▸ OBJECTIVE: Render the lines from the one with "detect arched window." up to and including the one with "[117,250,130,263]" as a Markdown table with the columns Row and Text, giving each nonblank line its own numbered row.

+++ MATERIAL PROVIDED

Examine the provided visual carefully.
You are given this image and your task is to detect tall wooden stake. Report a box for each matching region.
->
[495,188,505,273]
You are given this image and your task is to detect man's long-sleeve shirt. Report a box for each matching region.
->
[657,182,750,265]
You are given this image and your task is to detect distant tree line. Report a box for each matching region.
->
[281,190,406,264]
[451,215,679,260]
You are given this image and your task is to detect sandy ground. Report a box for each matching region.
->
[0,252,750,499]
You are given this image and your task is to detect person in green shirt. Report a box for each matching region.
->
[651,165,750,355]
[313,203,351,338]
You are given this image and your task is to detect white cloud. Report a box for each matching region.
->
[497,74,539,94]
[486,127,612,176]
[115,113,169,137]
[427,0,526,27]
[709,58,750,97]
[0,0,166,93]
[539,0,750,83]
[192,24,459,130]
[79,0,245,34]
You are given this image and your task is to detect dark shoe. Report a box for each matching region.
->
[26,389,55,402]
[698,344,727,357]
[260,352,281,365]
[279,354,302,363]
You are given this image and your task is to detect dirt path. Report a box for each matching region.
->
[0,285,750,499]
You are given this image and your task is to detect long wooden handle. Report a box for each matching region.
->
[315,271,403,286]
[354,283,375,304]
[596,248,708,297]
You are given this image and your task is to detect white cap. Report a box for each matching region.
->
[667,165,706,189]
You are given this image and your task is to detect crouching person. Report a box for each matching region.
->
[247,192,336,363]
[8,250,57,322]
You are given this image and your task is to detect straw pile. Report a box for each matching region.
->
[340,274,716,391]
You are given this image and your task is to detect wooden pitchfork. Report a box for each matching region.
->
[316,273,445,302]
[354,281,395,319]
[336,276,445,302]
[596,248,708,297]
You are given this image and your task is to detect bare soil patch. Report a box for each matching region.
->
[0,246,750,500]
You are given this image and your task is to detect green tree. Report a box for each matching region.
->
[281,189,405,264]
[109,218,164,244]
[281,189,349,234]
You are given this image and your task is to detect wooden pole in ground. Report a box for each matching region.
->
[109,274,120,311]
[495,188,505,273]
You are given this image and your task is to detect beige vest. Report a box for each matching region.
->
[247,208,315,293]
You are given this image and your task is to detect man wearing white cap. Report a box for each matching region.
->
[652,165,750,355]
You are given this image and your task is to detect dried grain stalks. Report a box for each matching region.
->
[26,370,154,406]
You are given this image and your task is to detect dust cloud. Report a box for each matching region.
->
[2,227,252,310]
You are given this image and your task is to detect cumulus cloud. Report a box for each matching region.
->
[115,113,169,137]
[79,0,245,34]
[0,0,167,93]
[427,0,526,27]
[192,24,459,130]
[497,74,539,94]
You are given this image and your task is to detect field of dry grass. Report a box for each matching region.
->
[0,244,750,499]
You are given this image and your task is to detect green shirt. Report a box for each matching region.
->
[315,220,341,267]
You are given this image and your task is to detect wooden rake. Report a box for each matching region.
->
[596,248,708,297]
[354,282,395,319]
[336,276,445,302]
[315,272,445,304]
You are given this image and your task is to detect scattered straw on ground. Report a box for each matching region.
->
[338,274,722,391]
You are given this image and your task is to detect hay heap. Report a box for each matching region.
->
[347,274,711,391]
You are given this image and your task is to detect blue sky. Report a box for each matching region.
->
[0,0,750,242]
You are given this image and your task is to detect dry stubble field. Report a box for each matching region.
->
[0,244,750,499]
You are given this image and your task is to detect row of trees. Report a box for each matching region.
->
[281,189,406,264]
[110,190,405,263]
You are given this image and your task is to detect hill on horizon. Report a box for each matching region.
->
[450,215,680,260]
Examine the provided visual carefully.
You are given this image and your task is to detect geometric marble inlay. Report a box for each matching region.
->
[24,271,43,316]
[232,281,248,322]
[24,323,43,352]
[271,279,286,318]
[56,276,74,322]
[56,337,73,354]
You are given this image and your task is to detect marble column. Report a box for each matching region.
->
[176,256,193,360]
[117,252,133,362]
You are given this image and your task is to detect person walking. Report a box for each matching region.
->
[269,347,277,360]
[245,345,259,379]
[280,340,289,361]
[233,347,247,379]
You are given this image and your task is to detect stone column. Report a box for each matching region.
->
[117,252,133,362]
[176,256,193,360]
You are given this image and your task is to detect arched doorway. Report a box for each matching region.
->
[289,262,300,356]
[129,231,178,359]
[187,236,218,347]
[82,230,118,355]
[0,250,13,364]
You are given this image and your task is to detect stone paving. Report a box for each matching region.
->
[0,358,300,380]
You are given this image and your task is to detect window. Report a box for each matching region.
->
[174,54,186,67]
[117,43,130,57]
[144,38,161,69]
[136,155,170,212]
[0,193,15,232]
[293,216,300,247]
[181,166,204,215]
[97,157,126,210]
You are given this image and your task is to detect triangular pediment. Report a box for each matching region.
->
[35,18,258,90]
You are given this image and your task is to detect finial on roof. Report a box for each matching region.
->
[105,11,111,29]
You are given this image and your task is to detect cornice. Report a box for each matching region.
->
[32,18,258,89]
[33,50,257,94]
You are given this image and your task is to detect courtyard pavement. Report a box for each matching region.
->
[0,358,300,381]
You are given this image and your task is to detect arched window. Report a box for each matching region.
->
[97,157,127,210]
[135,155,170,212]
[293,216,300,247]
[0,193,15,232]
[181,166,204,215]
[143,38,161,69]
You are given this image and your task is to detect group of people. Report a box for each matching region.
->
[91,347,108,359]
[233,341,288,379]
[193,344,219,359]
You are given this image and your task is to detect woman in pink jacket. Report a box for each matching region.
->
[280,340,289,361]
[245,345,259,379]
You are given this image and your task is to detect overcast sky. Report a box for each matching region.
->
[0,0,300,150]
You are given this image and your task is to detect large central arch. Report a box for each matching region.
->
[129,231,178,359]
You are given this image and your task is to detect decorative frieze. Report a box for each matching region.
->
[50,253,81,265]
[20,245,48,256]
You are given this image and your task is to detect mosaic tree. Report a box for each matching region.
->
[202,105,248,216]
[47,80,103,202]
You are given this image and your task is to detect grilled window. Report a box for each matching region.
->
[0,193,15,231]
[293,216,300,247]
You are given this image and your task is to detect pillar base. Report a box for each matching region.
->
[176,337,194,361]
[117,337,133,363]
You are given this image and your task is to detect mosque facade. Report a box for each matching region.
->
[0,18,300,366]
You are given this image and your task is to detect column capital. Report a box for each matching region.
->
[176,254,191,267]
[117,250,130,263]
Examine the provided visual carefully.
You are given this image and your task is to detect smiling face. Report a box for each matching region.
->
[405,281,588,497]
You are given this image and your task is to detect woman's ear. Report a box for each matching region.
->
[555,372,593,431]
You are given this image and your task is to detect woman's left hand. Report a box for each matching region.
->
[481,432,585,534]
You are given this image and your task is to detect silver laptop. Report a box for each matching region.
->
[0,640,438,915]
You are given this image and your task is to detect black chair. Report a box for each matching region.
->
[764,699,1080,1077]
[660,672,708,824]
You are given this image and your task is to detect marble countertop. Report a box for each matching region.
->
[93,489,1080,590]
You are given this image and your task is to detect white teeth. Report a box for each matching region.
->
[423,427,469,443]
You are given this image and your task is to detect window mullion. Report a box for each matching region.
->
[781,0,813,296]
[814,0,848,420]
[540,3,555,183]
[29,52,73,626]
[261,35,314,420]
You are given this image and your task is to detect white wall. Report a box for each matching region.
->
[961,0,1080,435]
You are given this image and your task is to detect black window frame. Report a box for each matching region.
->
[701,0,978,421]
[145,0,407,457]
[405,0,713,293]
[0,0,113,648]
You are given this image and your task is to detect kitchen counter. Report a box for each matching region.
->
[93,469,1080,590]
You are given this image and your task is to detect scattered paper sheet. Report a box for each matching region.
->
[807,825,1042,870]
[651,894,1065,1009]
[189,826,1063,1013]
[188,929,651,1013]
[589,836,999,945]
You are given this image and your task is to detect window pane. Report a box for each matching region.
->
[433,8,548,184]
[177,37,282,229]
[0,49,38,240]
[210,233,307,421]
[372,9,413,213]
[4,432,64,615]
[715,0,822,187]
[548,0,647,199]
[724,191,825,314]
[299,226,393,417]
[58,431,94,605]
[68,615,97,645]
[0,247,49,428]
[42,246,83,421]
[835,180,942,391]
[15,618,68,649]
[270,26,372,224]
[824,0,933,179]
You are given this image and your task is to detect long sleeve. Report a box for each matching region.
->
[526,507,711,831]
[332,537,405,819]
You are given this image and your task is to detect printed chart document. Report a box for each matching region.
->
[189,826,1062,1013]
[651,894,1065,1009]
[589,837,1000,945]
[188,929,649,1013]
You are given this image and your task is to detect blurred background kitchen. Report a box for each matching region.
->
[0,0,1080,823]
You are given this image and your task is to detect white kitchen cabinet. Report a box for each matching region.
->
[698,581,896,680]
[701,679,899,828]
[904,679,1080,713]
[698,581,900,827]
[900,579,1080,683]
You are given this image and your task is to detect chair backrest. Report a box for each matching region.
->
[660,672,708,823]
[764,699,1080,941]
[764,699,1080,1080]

++++++

▸ WRITTEN SOLUTION:
| Row | Text |
|---|---|
| 1 | You are given this image and your task is to detect arched window. Report a box for each matching region. |
| 2 | -> |
| 3 | [97,157,127,210] |
| 4 | [135,155,170,212] |
| 5 | [293,216,300,247] |
| 6 | [0,193,15,232] |
| 7 | [181,166,204,215] |
| 8 | [143,38,161,69] |
| 9 | You are given this image and your task is to detect group of people. Report a box for each matching region. |
| 10 | -> |
| 11 | [91,347,108,359] |
| 12 | [233,341,288,379] |
| 13 | [193,344,219,359] |
| 14 | You are given this image and your task is to detect woman in pink jacket. Report a box for each matching region. |
| 15 | -> |
| 16 | [280,340,289,361] |
| 17 | [245,345,259,379] |
| 18 | You are given this image and your task is to detect overcast sky. Report a box for each matching region. |
| 19 | -> |
| 20 | [0,0,300,150] |
| 21 | You are given this image and your task is to detect large central arch. Report a box for each matching region. |
| 22 | -> |
| 23 | [129,231,178,359] |
| 24 | You are given this image and your task is to detect decorative frieze. Report a box for each matching region. |
| 25 | -> |
| 26 | [50,253,81,265] |
| 27 | [20,245,48,256] |
| 28 | You are given this image and your task is to detect mosaic tree. Report a box for each matching region. |
| 29 | -> |
| 30 | [202,105,248,216] |
| 31 | [47,80,103,202] |
| 32 | You are given this image and your task is to detect grilled window. Report a box for each matching region. |
| 33 | -> |
| 34 | [0,193,15,231] |
| 35 | [293,216,300,247] |
| 36 | You are given this image and your task is to detect pillar base. Report a box for each matching region. |
| 37 | -> |
| 38 | [176,337,194,361] |
| 39 | [117,337,133,363] |
| 40 | You are given this image and your task is to detect mosque facade. Report a box for each matching region. |
| 41 | -> |
| 42 | [0,18,300,366] |
| 43 | You are given this image and your task is to detect column capital. Report a box for each matching region. |
| 44 | -> |
| 45 | [176,254,191,267] |
| 46 | [117,250,130,263] |